* _Given passage_:
+++++

By Britain Eakin
Law360 (June 1, 2020, 10:41 PM EDT) — Handing a win to Amneal Pharmaceuticals and Mylan in a battle with Almirall LLC over a patent covering its acne drug Aczone, the Patent Trial and Appeal Board said the generics makers were able to persuasively show that all the challenged claims were invalid.
The board said in a final written decision Friday that the acne treatment was rendered obvious by earlier printed publications that disclosed the claimed 7.5% of the topical dapsone composition in Almirall’s patent. A skilled artisan would have been motivated to pursue that composition to optimize dosing, the decision said.
“The evidence of record shows that the recognized safety of dapsone and the desire to optimize the amount of drug delivered to achieve once daily dosing would have served as a motivation to use the claimed 7.5% dapsone concentration,” the board said.
An earlier version of Aczone approved by the U.S. Food and Drug Administration contained 5% dapsone and used a different gelling agent that gave the product a gritty quality, according to the decision. To reduce that grittiness, which Amneal’s expert testified deterred patients from complying with prescriptions, the board said skilled artisans would have been motivated to reach Almirall’s claimed invention by using a different gelling agent disclosed in the prior art.
The PTAB agreed to review the patent in May 2019 after rejecting Almirall’s bid to get the board to exercise its discretion to deny Amneal’s petition. Almirall argued the petition was serial but the board determined otherwise because an earlier Amneal petition had challenged a different Almirall patent that covers the same topical dapsone composition. Mylan was joined to the case after filing a separate petition challenging the same claims.
The board upheld the challenged claims in the other case in August after a contentious hearing last June, determining that the same prior art asserted in the current case failed to disclose the gelling agent in Almirall’s U.S. Patent No. 9,161,926.
In the case at issue in Friday’s decision, the board called it difficult to reconcile the various “unpersuasive” positions Almirall took in the proceedings.
While the pharmaceutical company had argued that the amount of the topical dapsone composition in its claimed invention was optimized, it also argued that a skilled artisan would have decreased, rather than increased, it. Almirall also argued that its earlier formulation was ineffective and that grittiness in topical acne medications caused by microparticles was undesirable but wasn’t a problem in other dapsone formulations, according to the decision.

+++++

* _Data to examine_:
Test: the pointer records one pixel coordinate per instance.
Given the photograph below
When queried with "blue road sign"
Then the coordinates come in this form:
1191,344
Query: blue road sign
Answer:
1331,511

+++++

* _Work to complete_:
1. Output the stretch of the Aczone patent article from "An earlier version" through "the prior art.", copied word for word.
2. Answer these questions from the Aczone patent article:
(a) What percentage of dapsone did the earlier FDA-approved version of Aczone contain?
(b) In what month and year did the PTAB agree to review the patent?
(c) What patent number did the board uphold in the other case?
3. Resume the Aczone patent article after its last sentence.

* _Answers to this exercise_:
1.
An earlier version of Aczone approved by the U.S. Food and Drug Administration contained 5% dapsone and used a different gelling agent that gave the product a gritty quality, according to the decision. To reduce that grittiness, which Amneal’s expert testified deterred patients from complying with prescriptions, the board said skilled artisans would have been motivated to reach Almirall’s claimed invention by using a different gelling agent disclosed in the prior art.

2.
(a) 5%
(b) May 2019
(c) U.S. Patent No. 9,161,926

3.
“It is unclear how an anti-acne formulation could be at once optimized and FDA-approved, but also ineffective, or how such a formulation’s microparticles were at once undesirable, but also required for optimization, or how such microparticles were on the one hand disfavored, but on the other hand any grittiness of such a formulation caused by such visible microparticles was a nonissue,” the decision said. “These arguments are incompatible and thus unpersuasive as [a] whole.”
According to the board’s decision, the topical dapsone composition in Almirall’s 9,517,219, which is at issue in underlying district court litigation, has anti-inflammatory properties and has been used to treat leprosy and other skin diseases, and can also treat bacterial infections and malaria.
Counsel for the parties declined to comment.
The patent-in-suit is U.S. Patent No. 9,517,219.
Administrative Patent Judges Susan L.C. Mitchell, Christopher G. Paulraj and Ryan H. Flax sat on the panel.
Amneal Pharmaceuticals is represented by Dennies Varughese, Adam LaRock and Tyler Liu of Sterne Kessler Goldstein & Fox PLLC.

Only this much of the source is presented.